• TO DO: All of the listing below must be repeated word for word. Pictures are the only thing to omit.

• EXCERPTED DATA:
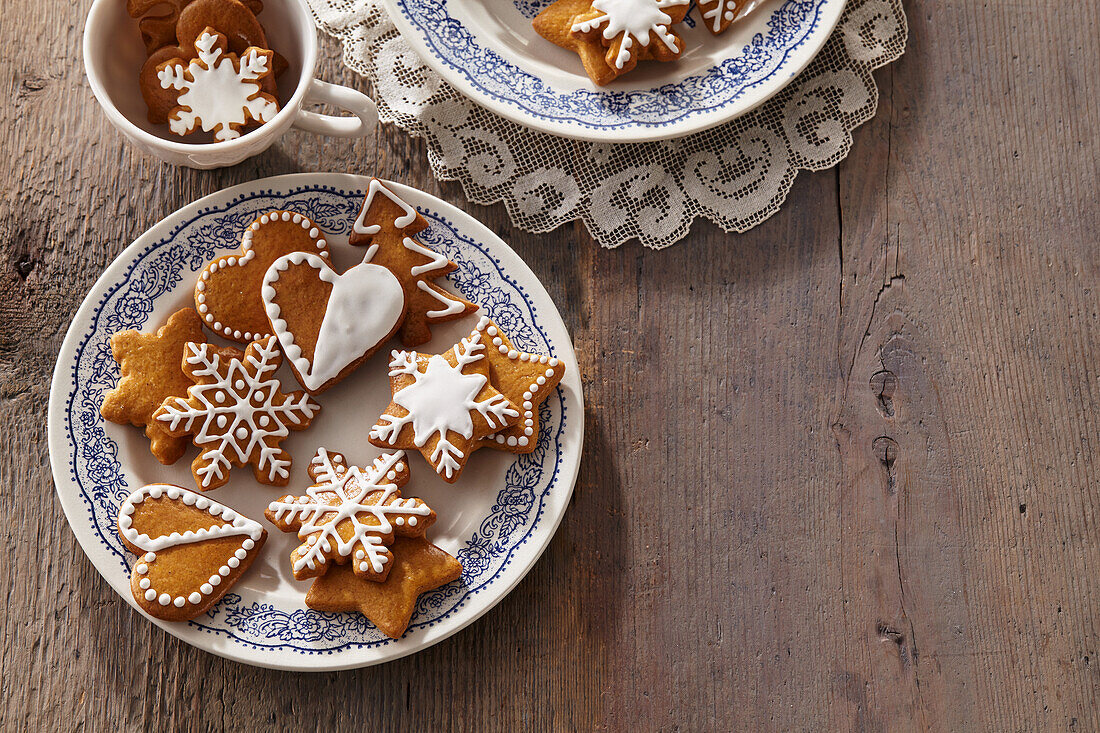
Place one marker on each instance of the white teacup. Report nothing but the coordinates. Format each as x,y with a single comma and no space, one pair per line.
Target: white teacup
113,55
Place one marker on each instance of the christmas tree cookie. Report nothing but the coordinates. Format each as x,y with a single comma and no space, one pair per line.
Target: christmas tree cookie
386,227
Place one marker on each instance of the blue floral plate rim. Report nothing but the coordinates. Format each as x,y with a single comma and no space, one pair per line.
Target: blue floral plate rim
497,554
785,36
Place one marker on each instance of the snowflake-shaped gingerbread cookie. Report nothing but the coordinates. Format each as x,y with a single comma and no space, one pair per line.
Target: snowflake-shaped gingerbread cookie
628,26
442,405
351,514
220,91
235,413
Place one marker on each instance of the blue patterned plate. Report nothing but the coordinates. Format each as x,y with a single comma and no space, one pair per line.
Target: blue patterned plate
488,51
497,518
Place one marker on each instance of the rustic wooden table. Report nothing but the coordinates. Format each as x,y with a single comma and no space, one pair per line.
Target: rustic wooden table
840,471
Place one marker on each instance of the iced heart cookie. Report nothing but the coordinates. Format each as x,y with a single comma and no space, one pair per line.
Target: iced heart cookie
418,567
611,36
190,549
150,367
228,292
220,91
235,413
525,379
442,405
350,515
329,324
386,225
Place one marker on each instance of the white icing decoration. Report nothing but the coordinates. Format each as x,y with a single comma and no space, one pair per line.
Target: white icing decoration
440,400
216,461
406,219
635,20
364,306
217,94
485,326
722,10
246,255
438,261
318,514
452,305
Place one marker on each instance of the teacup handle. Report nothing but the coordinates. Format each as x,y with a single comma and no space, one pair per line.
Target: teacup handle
322,93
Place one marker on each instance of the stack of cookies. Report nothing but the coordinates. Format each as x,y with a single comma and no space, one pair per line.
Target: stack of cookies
611,36
362,543
209,66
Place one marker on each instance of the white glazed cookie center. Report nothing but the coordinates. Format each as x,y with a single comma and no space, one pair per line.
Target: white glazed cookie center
635,19
217,93
363,308
441,400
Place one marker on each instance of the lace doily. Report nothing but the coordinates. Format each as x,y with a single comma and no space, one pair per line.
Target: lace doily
736,174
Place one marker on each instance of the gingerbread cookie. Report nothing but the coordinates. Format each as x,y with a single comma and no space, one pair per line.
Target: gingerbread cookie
221,93
350,515
228,294
233,19
718,14
525,379
158,100
329,324
235,413
190,549
442,405
151,373
157,20
418,567
386,225
611,36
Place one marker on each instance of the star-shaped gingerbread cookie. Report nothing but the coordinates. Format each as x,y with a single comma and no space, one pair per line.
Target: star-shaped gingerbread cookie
350,514
442,405
525,379
150,364
237,413
611,36
418,568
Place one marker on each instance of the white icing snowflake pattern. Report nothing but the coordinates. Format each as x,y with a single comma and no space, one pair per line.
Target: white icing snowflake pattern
239,415
440,401
221,93
635,20
367,502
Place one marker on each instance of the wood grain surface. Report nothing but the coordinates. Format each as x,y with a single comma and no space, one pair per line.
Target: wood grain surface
839,473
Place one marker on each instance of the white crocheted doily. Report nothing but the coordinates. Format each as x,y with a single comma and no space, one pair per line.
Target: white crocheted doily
736,174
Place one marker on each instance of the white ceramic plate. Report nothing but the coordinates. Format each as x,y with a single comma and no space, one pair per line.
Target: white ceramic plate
488,51
497,518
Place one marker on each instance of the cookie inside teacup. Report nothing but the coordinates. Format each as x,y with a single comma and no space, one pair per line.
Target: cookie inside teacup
176,68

• YOUR RESPONSE:
Place one marker on each instance of the white teacup. Report nothing but the coordinates. Format each as x,y with a single comma and no space, one pair per line.
Target: white teacup
113,55
Place one marker on each instance of the christmas tree cookie. Report nothing but the coordinates. Format each as x,y with a single comma and no space, one pair per line.
Target: christmas tree cookie
386,227
Place one marker on each instance of the blue floral plate rim. Report nothing but the coordinates. Format each as x,y with a single comma and no space, one pair per line.
Target: blue floral plate rim
497,554
785,36
Place one marker on each instance of the snowflake-shaped gingerbread cookie. Report nothing but the coordinates. Format each as x,y with a single comma and no space, one pair per line.
Target: snowflake-shaped gingerbread cookie
628,26
442,405
351,514
220,91
235,413
Place one marker on each instance of the blue patterned plate. Report nothing but the coordinates. Format each as x,y with a single comma and no space, one pair per line.
Target: blue patterned plate
488,51
497,518
Place one marker on each instance of the rustic wooden table. Report nothing but the coordinates. Format each as x,y with a single comma and no space, one pair per line.
Target: rustic wooden table
840,471
Place one marker on each instance of the iced heart cookie. Report nothing but the coordinates. Format each as x,y with a single comma and no space, one pair per line.
Target: iced heart cookie
418,567
611,36
190,549
150,367
228,292
220,91
235,413
525,379
442,405
350,515
329,324
386,225
Place one marker on each instance of the white icing decoration. Report nothing but the coordinates. Format each as x,y with a single comma and no space, one pair per line.
Target: white icing decoration
440,400
216,461
406,219
635,20
364,306
217,94
485,326
722,10
246,255
438,261
318,514
452,305
Place one marker on each instance of the teacup handle. Report nothing but the coordinates. Format each as x,y with a single comma and no space, one pair per line.
Target: teacup handle
322,93
Place one marker on each instance of the stack of cookies. Report nothing but the coordinates. Format each as x,y with a single comma and no space, one pair per line.
Target: stack of cookies
611,36
362,543
209,66
Place one marker on each instance of the white glazed cookie center. Report nothing but the coordinates. Format each as x,y with a single comma and no space, one pair per line.
Target: white glazed cookie center
635,19
217,93
363,308
441,400
Place one marker on each instance of the lace doily. Report nothing but the coordinates. Format each as x,y with a single comma and no space, one pair per line.
Target: lace doily
736,174
Place one marker on each instance of the gingerbread cookie. Report nothing but the coordinates. Format each as x,y with a single comma and no space, one pair per line.
Target: gingerbread cookie
221,93
350,515
228,294
233,19
718,14
525,379
158,100
329,324
235,413
190,549
442,405
151,373
157,20
418,567
386,225
611,36
Place one marker on each instance of the star-shaped gingerbread cookie. Report nothing but the coordinates. Format each as x,y with a single comma and no space, one pair per line.
Target: star-shaped gingerbread cookie
350,514
442,405
525,379
150,364
237,413
611,36
418,568
Place one marker on each instance of the white icing snowflake pattern. Report nothing but the coordinates. Format each as x,y with a single comma and no space, one pair per line.
Target: white icing snowflake pattern
239,415
440,401
221,93
635,20
367,502
Place one marker on each instance of the wood grain surface. Report nothing but the coordinates. Format each as x,y with a single comma and no space, one pair per line.
Target: wood grain surface
839,473
Place one marker on each instance of the white crocheted doily. Report nothing but the coordinates. Format each as x,y with a single comma and no space, one pair per line.
Target: white crocheted doily
736,174
Place one marker on each instance of the white ceramic plate. Report nothing but the coordinates. Format each as x,y with a single comma and no space, one pair per line.
Target: white ceramic plate
488,51
497,518
Place one marker on each instance of the cookie inside teacup. Report nothing but the coordinates. Format each as x,y with a single comma and no space, one pair per line.
Target: cookie inside teacup
176,68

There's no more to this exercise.